--- Exercise objective ---
In the rows below, switch "polygon" to "shape" and give the rows again with nothing else changed.

--- Dataset content ---

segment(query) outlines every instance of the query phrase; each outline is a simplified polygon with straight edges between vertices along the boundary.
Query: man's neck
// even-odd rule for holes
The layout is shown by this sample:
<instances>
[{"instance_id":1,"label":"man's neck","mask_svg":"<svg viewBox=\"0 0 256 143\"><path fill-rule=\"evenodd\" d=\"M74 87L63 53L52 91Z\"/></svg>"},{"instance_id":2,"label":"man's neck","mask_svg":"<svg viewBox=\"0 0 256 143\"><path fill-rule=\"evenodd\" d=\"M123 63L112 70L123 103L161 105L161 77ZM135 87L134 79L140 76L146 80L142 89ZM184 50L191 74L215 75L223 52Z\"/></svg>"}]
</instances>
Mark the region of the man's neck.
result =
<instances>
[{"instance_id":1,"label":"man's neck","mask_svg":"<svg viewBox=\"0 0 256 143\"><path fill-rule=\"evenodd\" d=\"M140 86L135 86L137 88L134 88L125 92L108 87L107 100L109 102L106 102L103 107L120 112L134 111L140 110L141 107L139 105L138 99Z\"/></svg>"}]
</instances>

--- Response to this exercise ---
segment(query) outlines every instance of the query phrase; each outline is a simplified shape with straight edges between vertices along the boundary.
Query: man's neck
// even-odd rule for holes
The layout is shown by this sample:
<instances>
[{"instance_id":1,"label":"man's neck","mask_svg":"<svg viewBox=\"0 0 256 143\"><path fill-rule=\"evenodd\" d=\"M74 87L63 53L52 91Z\"/></svg>"},{"instance_id":2,"label":"man's neck","mask_svg":"<svg viewBox=\"0 0 256 143\"><path fill-rule=\"evenodd\" d=\"M123 63L112 70L123 103L161 105L161 77ZM135 87L134 79L140 76L146 80L142 89ZM184 50L191 74L215 75L223 52Z\"/></svg>"}]
</instances>
Mark the region of the man's neck.
result =
<instances>
[{"instance_id":1,"label":"man's neck","mask_svg":"<svg viewBox=\"0 0 256 143\"><path fill-rule=\"evenodd\" d=\"M140 86L135 86L137 88L134 88L125 92L108 87L107 100L109 102L106 102L103 107L120 112L134 111L140 110L141 107L139 105L138 99Z\"/></svg>"}]
</instances>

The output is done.